Recast the stretch of items from the line containing "Where can you spot the shadow" through the line containing "column 464, row 52" as a numbered list, leaving out any blank lines.

>> Start RECORDED INFORMATION

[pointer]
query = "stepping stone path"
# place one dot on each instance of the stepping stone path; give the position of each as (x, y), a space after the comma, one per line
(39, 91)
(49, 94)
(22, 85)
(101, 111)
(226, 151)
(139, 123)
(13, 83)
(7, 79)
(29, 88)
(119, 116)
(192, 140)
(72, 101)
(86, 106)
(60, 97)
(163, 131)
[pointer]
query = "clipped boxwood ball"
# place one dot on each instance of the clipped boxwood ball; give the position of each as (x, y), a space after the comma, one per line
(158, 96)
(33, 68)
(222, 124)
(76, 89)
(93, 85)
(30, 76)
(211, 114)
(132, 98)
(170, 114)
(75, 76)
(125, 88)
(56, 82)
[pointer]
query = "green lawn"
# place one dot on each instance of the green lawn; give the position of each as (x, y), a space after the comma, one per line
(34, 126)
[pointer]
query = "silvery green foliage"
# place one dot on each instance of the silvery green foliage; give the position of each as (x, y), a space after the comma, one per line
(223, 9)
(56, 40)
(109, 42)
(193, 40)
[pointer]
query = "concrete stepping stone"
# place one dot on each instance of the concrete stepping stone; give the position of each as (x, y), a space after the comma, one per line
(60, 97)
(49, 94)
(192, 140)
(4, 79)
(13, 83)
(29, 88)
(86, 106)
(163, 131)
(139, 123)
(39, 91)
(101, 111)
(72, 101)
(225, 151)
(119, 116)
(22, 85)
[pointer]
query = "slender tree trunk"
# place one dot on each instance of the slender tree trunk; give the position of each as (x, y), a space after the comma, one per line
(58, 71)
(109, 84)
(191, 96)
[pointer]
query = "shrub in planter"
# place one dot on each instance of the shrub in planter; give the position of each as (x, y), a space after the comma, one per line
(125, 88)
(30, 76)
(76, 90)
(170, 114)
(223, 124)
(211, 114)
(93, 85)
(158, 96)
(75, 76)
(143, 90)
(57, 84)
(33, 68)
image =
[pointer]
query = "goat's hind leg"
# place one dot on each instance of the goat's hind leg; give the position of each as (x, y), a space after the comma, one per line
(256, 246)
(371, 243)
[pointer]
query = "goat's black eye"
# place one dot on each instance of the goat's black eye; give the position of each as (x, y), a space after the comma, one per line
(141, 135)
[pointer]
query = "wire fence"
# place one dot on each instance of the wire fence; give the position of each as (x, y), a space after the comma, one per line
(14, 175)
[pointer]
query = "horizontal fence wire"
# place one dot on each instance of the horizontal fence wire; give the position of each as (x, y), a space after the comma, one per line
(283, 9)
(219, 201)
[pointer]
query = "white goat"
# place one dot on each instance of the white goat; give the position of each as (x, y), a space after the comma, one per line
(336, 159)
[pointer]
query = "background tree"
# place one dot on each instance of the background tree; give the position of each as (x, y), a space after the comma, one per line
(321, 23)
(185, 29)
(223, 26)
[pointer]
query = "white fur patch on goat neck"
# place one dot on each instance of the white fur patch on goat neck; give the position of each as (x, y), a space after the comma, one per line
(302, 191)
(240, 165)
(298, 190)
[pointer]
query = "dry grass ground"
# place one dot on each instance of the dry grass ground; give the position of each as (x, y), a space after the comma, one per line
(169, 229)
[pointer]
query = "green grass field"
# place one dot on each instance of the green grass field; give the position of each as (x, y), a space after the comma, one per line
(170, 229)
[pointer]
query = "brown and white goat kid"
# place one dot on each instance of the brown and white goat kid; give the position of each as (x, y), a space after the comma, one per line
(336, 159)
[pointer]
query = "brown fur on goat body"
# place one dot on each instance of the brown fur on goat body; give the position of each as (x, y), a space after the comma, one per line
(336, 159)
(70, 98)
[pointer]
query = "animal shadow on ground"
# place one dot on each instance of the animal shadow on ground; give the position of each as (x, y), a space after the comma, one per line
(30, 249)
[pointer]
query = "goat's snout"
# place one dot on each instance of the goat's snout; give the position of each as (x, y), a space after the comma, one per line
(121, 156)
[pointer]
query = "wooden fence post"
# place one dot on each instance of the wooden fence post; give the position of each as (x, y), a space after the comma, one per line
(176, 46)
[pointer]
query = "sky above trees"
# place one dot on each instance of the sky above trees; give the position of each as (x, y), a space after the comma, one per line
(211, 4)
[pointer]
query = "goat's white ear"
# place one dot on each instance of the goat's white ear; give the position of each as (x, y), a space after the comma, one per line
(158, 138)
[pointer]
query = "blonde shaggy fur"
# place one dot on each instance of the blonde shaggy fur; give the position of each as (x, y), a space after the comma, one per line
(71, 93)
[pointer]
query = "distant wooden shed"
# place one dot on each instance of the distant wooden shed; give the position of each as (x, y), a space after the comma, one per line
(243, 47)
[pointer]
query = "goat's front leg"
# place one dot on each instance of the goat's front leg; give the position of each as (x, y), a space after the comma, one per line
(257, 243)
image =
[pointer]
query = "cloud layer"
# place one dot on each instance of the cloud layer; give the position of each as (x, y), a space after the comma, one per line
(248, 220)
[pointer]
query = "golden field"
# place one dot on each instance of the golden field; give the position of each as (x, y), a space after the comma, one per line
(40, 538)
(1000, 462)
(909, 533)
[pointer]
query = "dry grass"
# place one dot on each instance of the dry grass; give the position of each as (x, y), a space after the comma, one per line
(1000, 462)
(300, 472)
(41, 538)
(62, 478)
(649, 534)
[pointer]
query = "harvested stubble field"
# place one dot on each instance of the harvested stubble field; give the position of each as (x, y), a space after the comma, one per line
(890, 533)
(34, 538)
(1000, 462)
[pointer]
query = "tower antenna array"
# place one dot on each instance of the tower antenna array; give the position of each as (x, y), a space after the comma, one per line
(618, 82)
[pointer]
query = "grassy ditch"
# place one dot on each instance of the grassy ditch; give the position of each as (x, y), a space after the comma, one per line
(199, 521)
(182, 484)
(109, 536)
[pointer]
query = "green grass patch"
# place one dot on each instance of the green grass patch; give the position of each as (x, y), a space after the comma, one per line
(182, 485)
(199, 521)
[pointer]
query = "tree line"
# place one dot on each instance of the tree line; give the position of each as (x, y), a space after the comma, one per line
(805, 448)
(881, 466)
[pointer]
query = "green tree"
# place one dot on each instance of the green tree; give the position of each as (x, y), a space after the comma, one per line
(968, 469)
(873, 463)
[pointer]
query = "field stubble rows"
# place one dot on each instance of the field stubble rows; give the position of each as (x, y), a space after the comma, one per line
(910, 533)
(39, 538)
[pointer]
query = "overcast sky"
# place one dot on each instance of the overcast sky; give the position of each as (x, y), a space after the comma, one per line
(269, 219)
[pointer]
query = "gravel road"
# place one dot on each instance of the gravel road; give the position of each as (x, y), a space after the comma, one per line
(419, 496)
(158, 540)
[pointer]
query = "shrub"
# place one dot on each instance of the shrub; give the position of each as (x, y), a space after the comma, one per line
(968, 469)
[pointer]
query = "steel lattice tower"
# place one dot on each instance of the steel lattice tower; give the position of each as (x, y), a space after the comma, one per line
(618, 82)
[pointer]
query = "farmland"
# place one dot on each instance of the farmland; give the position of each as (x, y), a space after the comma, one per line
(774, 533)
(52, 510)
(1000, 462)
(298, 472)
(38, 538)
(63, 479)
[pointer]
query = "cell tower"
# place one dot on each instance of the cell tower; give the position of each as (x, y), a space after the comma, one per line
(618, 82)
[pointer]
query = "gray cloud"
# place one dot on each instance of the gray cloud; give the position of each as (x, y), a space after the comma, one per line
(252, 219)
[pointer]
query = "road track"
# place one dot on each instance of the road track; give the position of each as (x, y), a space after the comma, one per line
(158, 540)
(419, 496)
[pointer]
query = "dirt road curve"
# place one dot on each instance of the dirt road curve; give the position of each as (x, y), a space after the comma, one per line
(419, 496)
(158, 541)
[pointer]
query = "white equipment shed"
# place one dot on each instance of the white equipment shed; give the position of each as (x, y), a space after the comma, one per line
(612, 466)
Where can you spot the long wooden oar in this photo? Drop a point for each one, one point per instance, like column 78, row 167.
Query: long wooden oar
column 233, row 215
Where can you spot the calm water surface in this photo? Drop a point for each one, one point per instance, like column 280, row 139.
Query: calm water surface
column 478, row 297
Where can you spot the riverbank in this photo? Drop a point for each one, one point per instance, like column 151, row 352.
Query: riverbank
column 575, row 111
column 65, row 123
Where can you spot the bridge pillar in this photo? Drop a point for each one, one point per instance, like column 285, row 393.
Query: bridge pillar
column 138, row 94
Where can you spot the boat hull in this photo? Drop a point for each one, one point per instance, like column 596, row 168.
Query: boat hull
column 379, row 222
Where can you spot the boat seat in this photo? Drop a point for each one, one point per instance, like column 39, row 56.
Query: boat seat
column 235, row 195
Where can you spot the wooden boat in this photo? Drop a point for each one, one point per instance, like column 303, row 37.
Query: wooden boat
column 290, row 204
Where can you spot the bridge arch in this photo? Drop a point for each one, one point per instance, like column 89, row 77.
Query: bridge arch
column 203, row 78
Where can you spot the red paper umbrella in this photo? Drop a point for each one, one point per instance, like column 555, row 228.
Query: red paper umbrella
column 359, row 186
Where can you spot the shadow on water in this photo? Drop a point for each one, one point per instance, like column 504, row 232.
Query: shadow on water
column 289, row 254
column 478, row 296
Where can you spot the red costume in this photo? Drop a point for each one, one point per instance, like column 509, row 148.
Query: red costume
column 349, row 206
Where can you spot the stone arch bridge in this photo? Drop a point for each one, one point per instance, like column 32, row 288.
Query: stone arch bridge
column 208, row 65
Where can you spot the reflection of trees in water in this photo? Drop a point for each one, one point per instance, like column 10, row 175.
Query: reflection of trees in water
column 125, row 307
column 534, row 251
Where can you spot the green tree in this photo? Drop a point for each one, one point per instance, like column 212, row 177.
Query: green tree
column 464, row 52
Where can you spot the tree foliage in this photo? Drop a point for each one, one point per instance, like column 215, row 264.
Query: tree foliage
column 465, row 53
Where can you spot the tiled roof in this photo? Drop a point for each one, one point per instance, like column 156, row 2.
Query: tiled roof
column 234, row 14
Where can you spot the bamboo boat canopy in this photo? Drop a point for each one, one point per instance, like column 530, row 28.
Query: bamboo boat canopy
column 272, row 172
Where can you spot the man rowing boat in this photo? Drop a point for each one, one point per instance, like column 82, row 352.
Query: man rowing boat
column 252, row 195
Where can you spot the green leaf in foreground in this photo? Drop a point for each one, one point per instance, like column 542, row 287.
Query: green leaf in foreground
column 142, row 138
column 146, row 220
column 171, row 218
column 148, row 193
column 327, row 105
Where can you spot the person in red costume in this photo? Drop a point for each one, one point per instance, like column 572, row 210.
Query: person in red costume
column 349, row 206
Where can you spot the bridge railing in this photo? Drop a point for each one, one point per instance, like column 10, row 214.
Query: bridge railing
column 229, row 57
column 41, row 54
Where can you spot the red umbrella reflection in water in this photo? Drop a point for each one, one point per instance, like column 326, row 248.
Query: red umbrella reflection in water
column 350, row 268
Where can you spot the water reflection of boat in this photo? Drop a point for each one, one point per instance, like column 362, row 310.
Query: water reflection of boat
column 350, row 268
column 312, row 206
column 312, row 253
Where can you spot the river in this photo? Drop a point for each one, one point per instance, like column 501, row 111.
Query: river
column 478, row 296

>> End RECORDED INFORMATION

:: RESULT ::
1. Where can you spot the shadow on water in this photo? Drop a point for each one, one point per instance, like column 504, row 232.
2. Query: shadow on water
3. column 289, row 254
4. column 478, row 296
5. Where can you spot the red costume in this photo? Drop a point for each one, one point per instance, like column 509, row 148.
6. Query: red costume
7. column 349, row 206
8. Where can you spot the stone arch bridge in this photo? Drop a point for each one, one point per instance, like column 32, row 288.
9. Query: stone arch bridge
10. column 208, row 65
11. Where can you spot the reflection of trees in water in this photo? Drop a point for each one, one point per instance, like column 10, row 175.
12. Query: reflection of trees in water
13. column 125, row 307
14. column 534, row 251
15. Where can you spot the green tree in this photo? Drop a point for each one, one point per instance, like column 212, row 177.
16. Query: green tree
17. column 464, row 52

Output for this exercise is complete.